WHAT THIS EXERCISE ASKS:
**A.** Decide whether each statement agrees with the guide on governing Claude Code below: (i) MCP servers run with fewer permissions than Claude Code; (ii) the summary checklist says to rotate API keys every quarter; (iii) a custom ANTHROPIC_BASE_URL can bypass server-managed settings in the Anthropic Console. Answer yes or no for each, and quote the words of the guide that decide it.
**B.** Summarize the guide on governing Claude Code below in two sentences.

STUDY TEXT:
|---|

𝗛𝗼𝘄 𝘁𝗼 𝗚𝗼𝘃𝗲𝗿𝗻 𝗖𝗹𝗮𝘂𝗱𝗲 𝗖𝗼𝗱𝗲 𝗔𝗰𝗿𝗼𝘀𝘀 𝗬𝗼𝘂𝗿 𝗧𝗲𝗮𝗺
Claude Code is a terminal tool with full filesystem access. It is not a web app. Treat its settings files like executable code. Two vulnerabilities in 2026 showed that malicious repo files can run commands or steal API keys.
Fix these 4 security gaps to protect your team:
- Centralize API Key Management Developers often use personal keys or store them in local files. This creates no audit trail.
- Issue keys through the Anthropic Admin Console.
- Set expiration dates on all keys.
- Use AWS Secrets Manager or HashiCorp Vault.
- Route traffic through an AI gateway so keys never stay on developer machines.
- Control Model Usage and Costs You need to know which models your team uses and how much they cost.
- Set the ANTHROPIC_BASE_URL variable to point to your gateway.
- This gives you request traces and rate limits.
- You can set budget caps and approve specific models.
- Block Access to Sensitive Files Claude Code can read .env files, .ssh folders, and AWS credentials. A malicious repo can send this data to an attacker.
- Use MDM tools like Jamf or Ansible to push a managed-settings.json file.
- Add deny rules for files like .env, .ssh, and secrets folders.
- Force the tool to ask for permission before writing files or pushing code.
- Audit MCP Servers MCP servers run with the same permissions as Claude Code. A bad server can steal data or run commands.
- Audit every MCP server before your team uses it.
- Restrict which servers can be installed via managed settings.
- Run MCP servers in a sandbox if possible.
Summary Checklist: • Use MDM to set the ANTHROPIC_BASE_URL at the OS level. • Use managed-settings.json to lock configurations. • Deny filesystem access to secrets. • Audit all MCP servers. • Rotate API keys every quarter.
If you use server-managed settings in the Anthropic Console, remember that a custom ANTHROPIC_BASE_URL can bypass them. Use MDM to ensure your security rules stay in place.

|---|

DATASET RECORDS:
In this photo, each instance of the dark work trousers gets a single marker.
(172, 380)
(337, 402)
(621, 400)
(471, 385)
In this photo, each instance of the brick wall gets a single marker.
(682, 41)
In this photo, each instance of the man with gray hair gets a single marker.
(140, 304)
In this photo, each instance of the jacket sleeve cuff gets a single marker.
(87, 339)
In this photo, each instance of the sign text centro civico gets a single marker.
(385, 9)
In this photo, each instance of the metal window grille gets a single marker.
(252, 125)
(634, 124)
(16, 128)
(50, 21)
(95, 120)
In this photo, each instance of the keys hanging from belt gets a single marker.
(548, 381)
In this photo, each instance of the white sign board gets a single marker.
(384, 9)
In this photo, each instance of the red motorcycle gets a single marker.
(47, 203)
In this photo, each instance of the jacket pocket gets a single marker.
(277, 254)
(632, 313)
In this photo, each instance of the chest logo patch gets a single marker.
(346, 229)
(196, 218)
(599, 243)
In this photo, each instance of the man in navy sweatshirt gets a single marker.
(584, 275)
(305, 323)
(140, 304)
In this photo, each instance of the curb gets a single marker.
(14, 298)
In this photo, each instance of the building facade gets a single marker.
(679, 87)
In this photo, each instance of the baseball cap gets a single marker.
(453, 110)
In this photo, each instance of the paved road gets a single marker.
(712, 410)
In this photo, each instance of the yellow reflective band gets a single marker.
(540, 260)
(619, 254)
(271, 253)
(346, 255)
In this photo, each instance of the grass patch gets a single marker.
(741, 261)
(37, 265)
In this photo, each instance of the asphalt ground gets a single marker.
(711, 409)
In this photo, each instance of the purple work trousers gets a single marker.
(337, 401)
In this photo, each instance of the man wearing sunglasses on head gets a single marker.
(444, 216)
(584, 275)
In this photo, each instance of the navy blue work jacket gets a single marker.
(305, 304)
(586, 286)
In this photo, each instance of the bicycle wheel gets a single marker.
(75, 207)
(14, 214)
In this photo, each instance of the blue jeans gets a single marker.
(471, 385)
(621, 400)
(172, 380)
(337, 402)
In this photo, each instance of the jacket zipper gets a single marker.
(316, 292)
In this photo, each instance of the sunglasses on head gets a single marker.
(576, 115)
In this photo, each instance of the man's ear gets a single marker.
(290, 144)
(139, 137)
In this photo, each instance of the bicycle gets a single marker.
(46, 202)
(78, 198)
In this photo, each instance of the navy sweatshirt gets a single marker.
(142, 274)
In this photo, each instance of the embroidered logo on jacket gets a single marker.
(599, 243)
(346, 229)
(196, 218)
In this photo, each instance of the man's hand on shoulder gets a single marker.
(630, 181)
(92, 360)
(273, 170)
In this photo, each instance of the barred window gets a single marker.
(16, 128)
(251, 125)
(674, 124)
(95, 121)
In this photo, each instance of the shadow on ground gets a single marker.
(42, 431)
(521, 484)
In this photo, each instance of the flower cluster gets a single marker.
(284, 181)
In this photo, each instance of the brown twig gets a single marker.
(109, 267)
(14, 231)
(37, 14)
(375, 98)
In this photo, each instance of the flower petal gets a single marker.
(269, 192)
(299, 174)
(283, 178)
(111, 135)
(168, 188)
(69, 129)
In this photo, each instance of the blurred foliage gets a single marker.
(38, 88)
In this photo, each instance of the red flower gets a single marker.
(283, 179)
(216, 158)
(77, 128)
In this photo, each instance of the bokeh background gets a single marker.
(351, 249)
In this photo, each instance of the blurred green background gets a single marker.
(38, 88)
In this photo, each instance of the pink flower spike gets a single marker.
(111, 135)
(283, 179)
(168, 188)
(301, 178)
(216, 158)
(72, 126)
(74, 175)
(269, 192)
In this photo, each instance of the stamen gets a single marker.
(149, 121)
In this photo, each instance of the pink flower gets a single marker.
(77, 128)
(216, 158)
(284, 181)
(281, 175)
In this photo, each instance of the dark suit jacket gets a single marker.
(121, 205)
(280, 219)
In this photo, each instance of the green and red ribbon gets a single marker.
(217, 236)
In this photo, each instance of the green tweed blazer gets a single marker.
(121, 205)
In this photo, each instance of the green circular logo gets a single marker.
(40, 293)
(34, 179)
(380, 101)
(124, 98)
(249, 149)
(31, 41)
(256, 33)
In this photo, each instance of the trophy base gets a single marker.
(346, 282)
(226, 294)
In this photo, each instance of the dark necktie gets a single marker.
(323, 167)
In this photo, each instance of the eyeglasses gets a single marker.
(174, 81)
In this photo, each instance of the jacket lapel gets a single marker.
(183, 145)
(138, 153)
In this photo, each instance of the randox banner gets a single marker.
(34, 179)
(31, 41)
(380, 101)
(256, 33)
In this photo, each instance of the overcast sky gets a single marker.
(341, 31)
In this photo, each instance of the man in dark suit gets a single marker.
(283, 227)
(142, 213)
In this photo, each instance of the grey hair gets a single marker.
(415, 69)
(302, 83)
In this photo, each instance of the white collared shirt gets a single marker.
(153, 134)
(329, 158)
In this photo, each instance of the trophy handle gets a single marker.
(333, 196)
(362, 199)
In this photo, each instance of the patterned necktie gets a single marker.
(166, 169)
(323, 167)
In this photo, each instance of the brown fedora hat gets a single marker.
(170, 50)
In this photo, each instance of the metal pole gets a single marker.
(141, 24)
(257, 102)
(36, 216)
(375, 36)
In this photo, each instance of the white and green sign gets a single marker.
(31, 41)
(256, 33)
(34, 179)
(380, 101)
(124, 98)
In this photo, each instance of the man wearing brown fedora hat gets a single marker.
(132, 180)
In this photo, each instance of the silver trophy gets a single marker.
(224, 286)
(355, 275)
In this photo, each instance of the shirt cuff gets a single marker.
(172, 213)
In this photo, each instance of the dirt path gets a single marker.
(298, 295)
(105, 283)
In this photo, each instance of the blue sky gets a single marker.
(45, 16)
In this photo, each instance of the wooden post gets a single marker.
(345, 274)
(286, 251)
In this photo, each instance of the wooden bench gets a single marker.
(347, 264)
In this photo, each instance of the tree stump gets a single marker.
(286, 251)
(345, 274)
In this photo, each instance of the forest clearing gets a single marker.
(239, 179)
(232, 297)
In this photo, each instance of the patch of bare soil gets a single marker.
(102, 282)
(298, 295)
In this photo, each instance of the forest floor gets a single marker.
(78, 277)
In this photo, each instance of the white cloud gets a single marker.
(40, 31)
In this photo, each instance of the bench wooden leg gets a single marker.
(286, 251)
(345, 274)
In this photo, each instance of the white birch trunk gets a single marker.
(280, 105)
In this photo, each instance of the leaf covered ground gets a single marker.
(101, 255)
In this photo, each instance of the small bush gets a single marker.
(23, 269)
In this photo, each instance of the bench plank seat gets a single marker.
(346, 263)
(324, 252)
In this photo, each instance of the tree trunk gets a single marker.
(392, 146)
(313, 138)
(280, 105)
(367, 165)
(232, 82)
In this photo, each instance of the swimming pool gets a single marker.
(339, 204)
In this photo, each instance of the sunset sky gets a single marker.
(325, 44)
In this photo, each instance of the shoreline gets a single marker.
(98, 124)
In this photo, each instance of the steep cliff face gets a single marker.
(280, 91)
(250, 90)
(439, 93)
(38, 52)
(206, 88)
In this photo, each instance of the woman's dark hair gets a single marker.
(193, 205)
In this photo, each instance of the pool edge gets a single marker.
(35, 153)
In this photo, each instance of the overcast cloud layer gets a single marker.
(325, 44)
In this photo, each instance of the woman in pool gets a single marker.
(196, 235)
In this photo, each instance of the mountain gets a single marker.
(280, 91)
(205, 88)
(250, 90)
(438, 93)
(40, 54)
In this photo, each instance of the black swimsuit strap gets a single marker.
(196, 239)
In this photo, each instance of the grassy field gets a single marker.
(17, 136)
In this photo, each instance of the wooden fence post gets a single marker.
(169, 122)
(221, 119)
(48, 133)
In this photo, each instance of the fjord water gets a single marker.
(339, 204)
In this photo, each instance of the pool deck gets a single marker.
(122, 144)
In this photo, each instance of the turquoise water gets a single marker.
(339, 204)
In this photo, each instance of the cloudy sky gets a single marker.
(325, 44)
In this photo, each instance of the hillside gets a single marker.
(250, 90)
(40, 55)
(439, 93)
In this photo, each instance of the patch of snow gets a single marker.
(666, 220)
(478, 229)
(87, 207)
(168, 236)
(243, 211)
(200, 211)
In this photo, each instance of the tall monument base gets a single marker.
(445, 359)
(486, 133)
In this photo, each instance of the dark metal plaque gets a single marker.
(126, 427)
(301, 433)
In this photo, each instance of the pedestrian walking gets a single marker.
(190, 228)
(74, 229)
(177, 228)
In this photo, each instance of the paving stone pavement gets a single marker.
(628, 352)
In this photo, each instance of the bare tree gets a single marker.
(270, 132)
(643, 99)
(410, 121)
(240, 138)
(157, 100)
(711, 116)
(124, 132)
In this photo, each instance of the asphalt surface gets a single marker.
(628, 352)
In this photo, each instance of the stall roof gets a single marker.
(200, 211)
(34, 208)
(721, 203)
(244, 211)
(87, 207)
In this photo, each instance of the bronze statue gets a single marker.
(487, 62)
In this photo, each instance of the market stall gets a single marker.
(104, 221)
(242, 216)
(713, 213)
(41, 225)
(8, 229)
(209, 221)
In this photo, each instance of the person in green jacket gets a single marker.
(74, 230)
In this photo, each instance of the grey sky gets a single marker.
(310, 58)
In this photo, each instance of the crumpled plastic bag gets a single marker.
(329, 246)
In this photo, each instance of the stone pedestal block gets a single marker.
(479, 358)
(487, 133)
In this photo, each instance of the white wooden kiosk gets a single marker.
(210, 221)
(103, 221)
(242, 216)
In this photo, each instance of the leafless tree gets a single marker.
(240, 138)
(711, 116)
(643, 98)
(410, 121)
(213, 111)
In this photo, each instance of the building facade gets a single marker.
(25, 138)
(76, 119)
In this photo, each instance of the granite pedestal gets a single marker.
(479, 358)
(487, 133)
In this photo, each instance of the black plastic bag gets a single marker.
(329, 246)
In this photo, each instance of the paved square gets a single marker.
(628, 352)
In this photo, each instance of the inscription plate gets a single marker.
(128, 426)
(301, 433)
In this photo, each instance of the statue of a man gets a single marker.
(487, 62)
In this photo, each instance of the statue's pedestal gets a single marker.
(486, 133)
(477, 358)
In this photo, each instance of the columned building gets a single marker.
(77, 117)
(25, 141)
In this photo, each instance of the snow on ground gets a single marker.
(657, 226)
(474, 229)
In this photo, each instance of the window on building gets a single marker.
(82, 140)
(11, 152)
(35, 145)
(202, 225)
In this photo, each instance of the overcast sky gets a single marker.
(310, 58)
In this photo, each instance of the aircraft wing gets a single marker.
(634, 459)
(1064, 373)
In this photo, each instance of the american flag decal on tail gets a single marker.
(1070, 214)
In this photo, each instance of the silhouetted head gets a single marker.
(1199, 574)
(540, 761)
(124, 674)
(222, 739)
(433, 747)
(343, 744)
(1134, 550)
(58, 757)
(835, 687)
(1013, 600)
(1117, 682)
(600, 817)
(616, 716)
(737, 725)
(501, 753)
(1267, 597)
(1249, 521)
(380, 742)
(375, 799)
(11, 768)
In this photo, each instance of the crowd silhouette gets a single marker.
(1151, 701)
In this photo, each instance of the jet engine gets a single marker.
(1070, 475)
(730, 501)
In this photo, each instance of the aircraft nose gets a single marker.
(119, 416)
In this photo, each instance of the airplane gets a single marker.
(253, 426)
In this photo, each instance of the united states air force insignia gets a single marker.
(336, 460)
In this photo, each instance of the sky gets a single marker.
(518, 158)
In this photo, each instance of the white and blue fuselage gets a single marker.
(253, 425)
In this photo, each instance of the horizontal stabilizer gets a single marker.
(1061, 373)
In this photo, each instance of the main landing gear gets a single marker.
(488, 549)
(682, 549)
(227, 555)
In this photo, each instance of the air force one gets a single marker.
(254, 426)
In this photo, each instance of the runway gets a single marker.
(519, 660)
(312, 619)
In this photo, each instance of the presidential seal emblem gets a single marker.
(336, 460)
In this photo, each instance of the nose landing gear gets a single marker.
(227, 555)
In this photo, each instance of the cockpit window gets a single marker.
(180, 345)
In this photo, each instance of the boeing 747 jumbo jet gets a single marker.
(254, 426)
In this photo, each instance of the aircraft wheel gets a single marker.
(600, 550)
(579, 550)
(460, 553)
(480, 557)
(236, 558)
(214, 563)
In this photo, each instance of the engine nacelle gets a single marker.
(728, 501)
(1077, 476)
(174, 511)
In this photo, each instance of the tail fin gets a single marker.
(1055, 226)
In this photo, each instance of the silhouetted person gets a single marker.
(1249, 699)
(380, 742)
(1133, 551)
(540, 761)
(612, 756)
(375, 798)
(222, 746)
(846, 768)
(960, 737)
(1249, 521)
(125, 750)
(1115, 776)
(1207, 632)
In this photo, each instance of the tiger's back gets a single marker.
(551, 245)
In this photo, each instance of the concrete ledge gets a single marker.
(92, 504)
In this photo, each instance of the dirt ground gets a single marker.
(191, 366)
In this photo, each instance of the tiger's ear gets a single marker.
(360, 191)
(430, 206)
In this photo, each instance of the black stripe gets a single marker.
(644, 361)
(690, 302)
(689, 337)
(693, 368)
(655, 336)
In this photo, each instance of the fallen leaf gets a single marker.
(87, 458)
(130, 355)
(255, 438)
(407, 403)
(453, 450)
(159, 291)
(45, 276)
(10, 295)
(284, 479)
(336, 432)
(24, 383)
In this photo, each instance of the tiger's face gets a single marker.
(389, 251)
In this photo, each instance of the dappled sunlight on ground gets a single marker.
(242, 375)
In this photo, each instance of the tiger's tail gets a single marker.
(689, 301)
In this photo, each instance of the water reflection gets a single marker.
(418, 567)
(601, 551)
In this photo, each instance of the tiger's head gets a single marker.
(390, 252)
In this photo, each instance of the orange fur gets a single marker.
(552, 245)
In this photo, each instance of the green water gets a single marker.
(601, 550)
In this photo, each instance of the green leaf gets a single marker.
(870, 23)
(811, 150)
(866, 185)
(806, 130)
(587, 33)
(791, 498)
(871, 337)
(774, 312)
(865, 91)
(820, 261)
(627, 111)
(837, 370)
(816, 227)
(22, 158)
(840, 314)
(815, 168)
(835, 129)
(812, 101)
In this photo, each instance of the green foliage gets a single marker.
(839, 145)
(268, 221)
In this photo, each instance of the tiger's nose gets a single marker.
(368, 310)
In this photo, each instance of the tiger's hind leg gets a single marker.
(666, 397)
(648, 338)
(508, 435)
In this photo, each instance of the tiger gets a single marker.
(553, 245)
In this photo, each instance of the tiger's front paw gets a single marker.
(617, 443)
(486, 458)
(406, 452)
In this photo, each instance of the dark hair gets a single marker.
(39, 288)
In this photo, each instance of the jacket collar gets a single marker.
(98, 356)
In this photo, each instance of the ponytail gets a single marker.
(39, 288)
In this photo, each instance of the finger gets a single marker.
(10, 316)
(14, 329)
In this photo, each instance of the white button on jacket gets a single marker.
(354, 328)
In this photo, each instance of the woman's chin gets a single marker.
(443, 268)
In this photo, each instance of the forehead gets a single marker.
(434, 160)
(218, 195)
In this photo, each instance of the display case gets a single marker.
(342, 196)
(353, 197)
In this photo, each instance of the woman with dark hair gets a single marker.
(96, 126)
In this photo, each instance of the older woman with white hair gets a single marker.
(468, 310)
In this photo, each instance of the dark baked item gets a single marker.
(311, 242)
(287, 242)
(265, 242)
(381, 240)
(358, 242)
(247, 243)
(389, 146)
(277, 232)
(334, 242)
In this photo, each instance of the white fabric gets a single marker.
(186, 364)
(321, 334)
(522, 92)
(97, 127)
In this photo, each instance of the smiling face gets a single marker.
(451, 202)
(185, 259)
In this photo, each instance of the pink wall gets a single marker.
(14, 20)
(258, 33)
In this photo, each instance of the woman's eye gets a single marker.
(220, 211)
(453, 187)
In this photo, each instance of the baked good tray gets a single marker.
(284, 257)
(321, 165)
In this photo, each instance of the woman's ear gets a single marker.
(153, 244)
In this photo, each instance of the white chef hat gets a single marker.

|---|

RESULTS IN ORDER:
**A.**
(i) No: "MCP servers run with the same permissions as Claude Code."
(ii) Yes: "Rotate API keys every quarter."
(iii) Yes: "If you use server-managed settings in the Anthropic Console, remember that a custom ANTHROPIC_BASE_URL can bypass them."

**B.** Claude Code is a terminal tool with full filesystem access, so its settings files should be treated like executable code, since malicious repo files can run commands or steal API keys. To protect a team, the guide calls for fixing four security gaps: centralizing API key management, controlling model usage and costs, blocking access to sensitive files, and auditing MCP servers.